[START GIVEN RECORDS]

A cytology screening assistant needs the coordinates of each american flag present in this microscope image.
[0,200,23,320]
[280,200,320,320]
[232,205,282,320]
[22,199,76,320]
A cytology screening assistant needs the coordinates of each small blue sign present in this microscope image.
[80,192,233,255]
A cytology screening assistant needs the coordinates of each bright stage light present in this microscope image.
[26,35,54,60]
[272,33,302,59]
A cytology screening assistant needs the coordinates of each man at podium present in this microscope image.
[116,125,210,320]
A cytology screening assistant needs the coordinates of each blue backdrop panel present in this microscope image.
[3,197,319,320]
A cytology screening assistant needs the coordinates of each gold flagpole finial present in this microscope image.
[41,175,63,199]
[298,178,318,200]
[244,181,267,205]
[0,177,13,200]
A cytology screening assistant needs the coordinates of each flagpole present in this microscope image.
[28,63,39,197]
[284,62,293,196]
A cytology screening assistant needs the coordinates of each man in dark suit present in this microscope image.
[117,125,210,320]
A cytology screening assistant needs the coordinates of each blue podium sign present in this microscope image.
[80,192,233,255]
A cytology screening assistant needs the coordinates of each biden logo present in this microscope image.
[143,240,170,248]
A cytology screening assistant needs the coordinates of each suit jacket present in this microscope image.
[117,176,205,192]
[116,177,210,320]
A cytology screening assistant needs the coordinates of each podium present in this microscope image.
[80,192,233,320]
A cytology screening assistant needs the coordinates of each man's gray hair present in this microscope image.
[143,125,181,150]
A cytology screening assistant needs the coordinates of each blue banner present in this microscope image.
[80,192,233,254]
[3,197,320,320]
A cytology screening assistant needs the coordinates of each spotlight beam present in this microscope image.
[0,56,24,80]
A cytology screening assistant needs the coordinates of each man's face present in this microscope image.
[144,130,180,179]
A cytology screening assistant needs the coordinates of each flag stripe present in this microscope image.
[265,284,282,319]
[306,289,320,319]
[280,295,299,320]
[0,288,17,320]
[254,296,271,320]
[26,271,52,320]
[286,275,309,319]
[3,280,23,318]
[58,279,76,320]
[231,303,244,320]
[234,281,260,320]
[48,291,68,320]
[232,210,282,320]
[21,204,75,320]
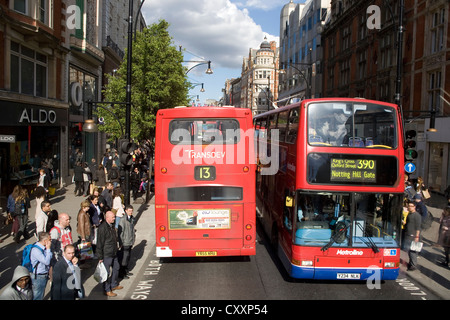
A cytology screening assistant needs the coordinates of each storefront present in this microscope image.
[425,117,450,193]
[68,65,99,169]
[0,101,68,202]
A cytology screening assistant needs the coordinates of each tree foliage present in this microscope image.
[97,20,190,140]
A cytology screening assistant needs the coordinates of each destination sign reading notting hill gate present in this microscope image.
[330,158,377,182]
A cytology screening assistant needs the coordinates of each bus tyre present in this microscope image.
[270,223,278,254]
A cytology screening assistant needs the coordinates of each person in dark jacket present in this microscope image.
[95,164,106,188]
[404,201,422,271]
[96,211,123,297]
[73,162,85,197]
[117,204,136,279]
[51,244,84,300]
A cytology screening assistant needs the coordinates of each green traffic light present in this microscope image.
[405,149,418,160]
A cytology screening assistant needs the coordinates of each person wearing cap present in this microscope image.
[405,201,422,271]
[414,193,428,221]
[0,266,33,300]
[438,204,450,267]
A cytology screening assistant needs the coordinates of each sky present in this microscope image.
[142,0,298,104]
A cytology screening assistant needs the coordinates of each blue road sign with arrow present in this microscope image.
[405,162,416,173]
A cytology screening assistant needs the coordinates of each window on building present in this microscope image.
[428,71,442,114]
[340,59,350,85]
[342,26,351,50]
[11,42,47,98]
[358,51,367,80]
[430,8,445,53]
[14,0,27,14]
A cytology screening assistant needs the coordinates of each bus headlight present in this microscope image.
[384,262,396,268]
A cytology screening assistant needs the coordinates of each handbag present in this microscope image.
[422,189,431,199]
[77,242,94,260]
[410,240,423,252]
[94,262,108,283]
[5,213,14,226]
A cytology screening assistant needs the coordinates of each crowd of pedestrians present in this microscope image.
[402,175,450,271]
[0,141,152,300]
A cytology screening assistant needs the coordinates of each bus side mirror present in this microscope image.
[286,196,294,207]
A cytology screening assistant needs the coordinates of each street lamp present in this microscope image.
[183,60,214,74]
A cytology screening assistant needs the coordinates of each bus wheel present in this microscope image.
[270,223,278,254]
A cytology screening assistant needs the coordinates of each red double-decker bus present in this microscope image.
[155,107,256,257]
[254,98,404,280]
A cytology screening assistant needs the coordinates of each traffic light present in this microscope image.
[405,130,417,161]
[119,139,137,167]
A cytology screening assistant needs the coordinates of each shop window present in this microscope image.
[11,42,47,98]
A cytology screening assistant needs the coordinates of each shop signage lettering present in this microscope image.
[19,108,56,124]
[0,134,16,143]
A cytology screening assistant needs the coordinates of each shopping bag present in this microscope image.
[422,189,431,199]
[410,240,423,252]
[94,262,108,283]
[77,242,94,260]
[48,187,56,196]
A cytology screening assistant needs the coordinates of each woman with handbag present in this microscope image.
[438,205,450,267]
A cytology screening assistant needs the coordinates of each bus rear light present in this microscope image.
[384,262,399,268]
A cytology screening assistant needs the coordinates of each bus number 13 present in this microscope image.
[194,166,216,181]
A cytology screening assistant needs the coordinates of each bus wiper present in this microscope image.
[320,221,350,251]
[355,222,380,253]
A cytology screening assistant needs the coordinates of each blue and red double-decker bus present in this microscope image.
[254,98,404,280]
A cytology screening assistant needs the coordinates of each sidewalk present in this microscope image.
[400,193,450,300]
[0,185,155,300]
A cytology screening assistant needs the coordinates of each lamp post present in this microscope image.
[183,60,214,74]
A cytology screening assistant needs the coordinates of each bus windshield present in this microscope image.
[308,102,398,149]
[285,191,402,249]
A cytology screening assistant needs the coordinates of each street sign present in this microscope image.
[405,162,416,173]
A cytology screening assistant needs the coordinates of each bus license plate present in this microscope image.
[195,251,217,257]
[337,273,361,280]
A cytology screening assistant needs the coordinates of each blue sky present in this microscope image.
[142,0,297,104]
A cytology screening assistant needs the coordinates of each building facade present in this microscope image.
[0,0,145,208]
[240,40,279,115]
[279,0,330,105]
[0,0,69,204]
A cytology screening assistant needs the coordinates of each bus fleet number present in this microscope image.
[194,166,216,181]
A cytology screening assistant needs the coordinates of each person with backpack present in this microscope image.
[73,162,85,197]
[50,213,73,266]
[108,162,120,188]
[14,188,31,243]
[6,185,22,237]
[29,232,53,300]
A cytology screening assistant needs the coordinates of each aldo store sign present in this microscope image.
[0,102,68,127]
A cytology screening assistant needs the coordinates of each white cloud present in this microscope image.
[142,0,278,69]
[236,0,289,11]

[END GIVEN RECORDS]
[START GIVEN RECORDS]

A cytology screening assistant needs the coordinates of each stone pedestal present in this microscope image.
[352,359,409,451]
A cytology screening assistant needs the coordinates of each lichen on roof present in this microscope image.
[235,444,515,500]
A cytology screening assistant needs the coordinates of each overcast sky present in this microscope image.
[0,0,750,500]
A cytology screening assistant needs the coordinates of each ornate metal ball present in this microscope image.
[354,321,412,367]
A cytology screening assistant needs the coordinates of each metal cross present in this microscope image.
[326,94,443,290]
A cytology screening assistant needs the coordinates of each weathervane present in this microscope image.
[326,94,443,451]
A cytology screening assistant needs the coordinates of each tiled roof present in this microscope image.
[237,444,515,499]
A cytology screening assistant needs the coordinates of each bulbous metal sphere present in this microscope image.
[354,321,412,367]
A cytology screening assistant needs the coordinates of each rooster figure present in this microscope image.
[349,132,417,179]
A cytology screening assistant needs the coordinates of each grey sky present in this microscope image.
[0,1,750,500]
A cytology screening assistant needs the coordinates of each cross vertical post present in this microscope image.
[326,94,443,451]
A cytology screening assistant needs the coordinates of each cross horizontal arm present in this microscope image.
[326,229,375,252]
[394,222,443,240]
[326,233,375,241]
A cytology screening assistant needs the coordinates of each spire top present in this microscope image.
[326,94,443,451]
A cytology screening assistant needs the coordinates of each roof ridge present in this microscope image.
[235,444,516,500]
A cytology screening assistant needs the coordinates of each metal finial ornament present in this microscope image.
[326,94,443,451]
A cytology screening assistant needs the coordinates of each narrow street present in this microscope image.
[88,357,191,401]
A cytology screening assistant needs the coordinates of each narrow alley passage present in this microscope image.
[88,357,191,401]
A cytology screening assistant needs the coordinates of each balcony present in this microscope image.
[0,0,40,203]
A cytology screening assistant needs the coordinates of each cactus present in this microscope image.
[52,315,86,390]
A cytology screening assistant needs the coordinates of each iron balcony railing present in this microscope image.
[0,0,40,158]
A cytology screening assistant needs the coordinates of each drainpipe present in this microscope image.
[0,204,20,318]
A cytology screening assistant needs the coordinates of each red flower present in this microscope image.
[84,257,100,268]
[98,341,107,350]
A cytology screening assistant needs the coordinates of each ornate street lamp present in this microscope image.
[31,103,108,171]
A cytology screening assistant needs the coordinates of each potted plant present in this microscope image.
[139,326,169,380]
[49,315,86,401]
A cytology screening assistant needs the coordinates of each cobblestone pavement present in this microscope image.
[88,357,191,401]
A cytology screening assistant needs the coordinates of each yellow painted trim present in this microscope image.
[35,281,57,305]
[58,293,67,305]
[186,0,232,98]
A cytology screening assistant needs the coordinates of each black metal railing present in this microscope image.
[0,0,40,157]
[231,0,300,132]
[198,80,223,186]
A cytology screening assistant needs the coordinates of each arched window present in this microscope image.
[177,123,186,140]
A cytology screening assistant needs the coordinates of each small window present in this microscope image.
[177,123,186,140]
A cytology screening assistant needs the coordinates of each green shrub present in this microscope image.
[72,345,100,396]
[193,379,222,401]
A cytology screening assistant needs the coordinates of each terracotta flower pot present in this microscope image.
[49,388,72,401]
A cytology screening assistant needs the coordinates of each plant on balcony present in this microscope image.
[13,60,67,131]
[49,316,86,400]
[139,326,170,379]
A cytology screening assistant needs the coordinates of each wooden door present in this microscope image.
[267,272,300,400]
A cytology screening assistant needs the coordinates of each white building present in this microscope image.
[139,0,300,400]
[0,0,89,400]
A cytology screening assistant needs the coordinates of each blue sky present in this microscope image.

[END GIVEN RECORDS]
[START GIVEN RECORDS]

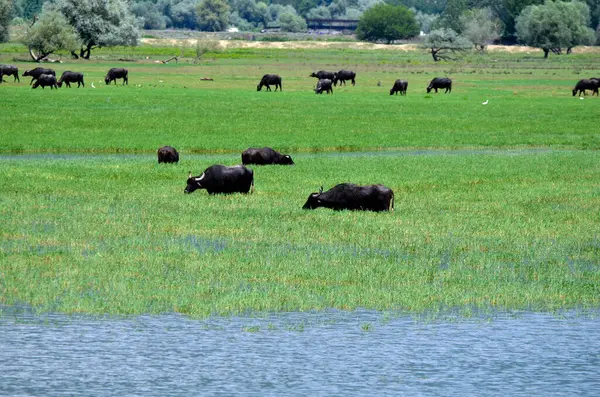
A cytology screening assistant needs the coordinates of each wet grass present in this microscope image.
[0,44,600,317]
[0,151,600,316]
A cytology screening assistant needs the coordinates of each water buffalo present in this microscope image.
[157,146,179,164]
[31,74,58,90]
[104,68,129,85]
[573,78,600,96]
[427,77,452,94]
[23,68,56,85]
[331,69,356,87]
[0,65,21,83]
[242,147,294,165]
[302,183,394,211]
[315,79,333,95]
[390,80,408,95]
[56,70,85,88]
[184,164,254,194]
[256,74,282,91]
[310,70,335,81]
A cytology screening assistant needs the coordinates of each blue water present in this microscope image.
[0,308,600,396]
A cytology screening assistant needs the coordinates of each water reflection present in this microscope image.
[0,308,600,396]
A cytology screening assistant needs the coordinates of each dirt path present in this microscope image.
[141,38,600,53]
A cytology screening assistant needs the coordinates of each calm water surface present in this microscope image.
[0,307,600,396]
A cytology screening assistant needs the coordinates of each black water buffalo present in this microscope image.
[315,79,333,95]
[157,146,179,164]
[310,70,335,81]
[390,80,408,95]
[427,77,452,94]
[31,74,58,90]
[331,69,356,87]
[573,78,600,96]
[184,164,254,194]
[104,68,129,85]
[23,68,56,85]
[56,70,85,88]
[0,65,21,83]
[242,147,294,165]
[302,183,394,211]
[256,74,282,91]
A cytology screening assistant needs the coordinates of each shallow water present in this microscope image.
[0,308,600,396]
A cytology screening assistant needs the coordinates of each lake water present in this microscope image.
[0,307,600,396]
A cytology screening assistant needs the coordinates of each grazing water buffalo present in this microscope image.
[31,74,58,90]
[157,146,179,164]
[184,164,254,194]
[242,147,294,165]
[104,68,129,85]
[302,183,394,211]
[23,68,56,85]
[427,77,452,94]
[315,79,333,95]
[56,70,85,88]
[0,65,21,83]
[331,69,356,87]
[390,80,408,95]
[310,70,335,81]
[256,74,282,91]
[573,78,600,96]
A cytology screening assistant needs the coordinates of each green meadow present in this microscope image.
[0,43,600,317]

[END GIVEN RECORDS]

▶ [AIM]:
Rewrite the material from the line containing "with handbag present in this microscope image." to the line containing "[438,205,450,267]", changing "woman" to "shopper" and keeping everything else the same.

▶ [WORKED SOLUTION]:
A cytology screening assistant needs the coordinates of each shopper with handbag present in this microscope image.
[438,205,450,267]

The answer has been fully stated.